## Do this:
Turn each line of the records below into a numbered list, skipping blank lines and leaving the pictures out of your answer.
═════ Records for processing ═════
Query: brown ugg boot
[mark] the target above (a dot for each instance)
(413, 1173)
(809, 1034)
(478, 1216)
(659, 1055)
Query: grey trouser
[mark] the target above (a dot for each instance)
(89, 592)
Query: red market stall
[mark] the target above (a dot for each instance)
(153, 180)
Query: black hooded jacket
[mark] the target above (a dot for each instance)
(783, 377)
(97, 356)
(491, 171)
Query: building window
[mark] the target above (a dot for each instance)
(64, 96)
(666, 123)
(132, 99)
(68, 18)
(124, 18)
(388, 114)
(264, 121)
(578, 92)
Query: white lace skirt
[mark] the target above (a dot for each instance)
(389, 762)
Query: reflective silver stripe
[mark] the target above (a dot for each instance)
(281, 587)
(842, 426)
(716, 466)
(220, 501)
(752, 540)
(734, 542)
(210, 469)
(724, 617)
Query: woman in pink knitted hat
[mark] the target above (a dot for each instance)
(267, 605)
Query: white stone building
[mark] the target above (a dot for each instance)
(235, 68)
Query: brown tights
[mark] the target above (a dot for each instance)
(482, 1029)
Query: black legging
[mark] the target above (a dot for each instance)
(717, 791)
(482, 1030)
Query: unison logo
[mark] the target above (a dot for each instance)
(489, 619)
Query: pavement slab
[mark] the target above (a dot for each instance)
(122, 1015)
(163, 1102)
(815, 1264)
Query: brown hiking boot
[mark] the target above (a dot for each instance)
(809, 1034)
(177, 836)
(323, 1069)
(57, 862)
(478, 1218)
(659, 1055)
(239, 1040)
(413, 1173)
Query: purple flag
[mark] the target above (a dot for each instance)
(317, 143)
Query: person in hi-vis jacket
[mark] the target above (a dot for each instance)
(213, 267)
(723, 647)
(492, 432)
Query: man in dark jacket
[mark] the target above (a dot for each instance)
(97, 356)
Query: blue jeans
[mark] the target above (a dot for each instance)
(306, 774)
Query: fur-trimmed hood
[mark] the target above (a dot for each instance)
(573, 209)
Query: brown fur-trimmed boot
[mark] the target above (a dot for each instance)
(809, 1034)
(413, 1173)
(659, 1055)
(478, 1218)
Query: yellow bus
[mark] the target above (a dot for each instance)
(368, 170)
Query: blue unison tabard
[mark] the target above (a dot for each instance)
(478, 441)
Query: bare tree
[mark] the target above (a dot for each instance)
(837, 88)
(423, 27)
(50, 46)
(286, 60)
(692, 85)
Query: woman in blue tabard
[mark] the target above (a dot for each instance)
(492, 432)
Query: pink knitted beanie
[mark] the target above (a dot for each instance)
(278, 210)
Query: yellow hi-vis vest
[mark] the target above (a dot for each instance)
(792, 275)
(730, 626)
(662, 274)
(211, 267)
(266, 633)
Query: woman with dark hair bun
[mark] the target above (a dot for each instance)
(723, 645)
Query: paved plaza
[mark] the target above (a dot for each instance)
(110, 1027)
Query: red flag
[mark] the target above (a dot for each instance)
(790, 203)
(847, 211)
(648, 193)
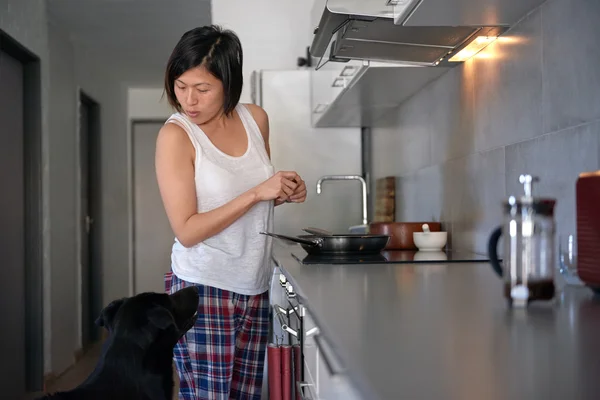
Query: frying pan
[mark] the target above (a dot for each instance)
(337, 244)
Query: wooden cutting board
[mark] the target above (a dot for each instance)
(385, 199)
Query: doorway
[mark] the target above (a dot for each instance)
(152, 234)
(90, 195)
(21, 287)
═════
## Solution below:
1. Query: brown ugg boot
2. [mark] the target above (a dot for each instance)
3. (413, 1173)
4. (809, 1034)
5. (478, 1216)
6. (659, 1055)
7. Query: grey trouser
8. [mark] the target above (a dot for each instance)
9. (89, 592)
10. Query: red market stall
11. [mark] the target above (a dot for each instance)
12. (153, 180)
13. Query: black hooded jacket
14. [mark] the target above (a dot for each instance)
15. (783, 377)
16. (97, 356)
17. (491, 171)
18. Query: building window
19. [mark] the target above (a dot for each instance)
20. (64, 96)
21. (666, 123)
22. (132, 99)
23. (68, 18)
24. (124, 18)
25. (388, 114)
26. (264, 121)
27. (578, 92)
28. Query: white lace skirt
29. [mark] the target above (a dot for each instance)
30. (389, 762)
31. Query: reflective silver stripe
32. [mark] the target above (a dot for each instance)
33. (281, 587)
34. (842, 426)
35. (716, 466)
36. (220, 501)
37. (752, 540)
38. (734, 542)
39. (210, 469)
40. (724, 617)
41. Query: woman in pink knitted hat
42. [mark] the target above (a dot for each instance)
43. (267, 605)
44. Query: white stone building
45. [mark] the target above (a dot for each instance)
46. (235, 68)
47. Query: brown tights
48. [mark] the target above (a dot for each instance)
49. (482, 1029)
50. Query: black legging
51. [mark] the target above (a dot for each instance)
52. (717, 791)
53. (482, 1030)
54. Query: unison logo
55. [mark] the target above (a dot for each instance)
56. (489, 619)
57. Query: pavement slab
58. [mark] the target above (a dot for each instance)
59. (122, 1015)
60. (163, 1102)
61. (815, 1264)
62. Query: brown hiking boot
63. [mark] the target above (a dot for each instance)
64. (809, 1034)
65. (177, 836)
66. (323, 1069)
67. (57, 862)
68. (478, 1218)
69. (659, 1055)
70. (239, 1040)
71. (413, 1173)
72. Query: purple flag
73. [mark] the target above (a dot for each instance)
74. (317, 143)
75. Query: person in hi-vis jacket
76. [mark] the target above (a dot for each instance)
77. (213, 267)
78. (723, 647)
79. (492, 432)
80. Query: man in dark jacket
81. [mark] the target above (a dot for each instance)
82. (97, 356)
83. Query: blue jeans
84. [mark] the target above (a dot for each instance)
85. (306, 774)
86. Query: fur-trimmed hood
87. [mark] the target above (a dot for each instance)
88. (573, 209)
89. Query: brown fur-trimmed boot
90. [mark] the target above (a dot for each instance)
91. (809, 1034)
92. (413, 1173)
93. (659, 1055)
94. (478, 1218)
95. Query: yellow bus
96. [mark] the target above (a dot for each instance)
97. (368, 170)
98. Query: blue unison tabard
99. [mark] the target above (a dot for each instance)
100. (478, 441)
101. Query: bare tree
102. [mark] the target above (a dot for each instance)
103. (837, 88)
104. (423, 27)
105. (50, 46)
106. (286, 60)
107. (692, 85)
108. Query: woman in blue tabard
109. [mark] the target above (a dot for each instance)
110. (492, 432)
111. Query: pink knitted beanie
112. [mark] the target above (a dot for each instance)
113. (278, 210)
114. Query: yellow hi-vis vest
115. [mark] the target above (a dot for each instance)
116. (792, 275)
117. (730, 626)
118. (662, 274)
119. (211, 267)
120. (266, 633)
121. Query: woman with dark hair bun
122. [mark] the target above (a dot for each instance)
123. (723, 645)
124. Query: paved plaza
125. [mark] the target above (a dot for each instance)
126. (110, 1027)
127. Query: red flag
128. [mark] the target above (a dot for each instance)
129. (790, 203)
130. (847, 211)
131. (648, 193)
132. Query: frying pan
133. [mark] the target above (a dot for each instance)
134. (337, 244)
135. Query: wooden cutting board
136. [mark] the target above (a dot for each instance)
137. (385, 199)
138. Query: doorway
139. [mark] the target above (a dot for each instance)
140. (152, 234)
141. (90, 195)
142. (21, 287)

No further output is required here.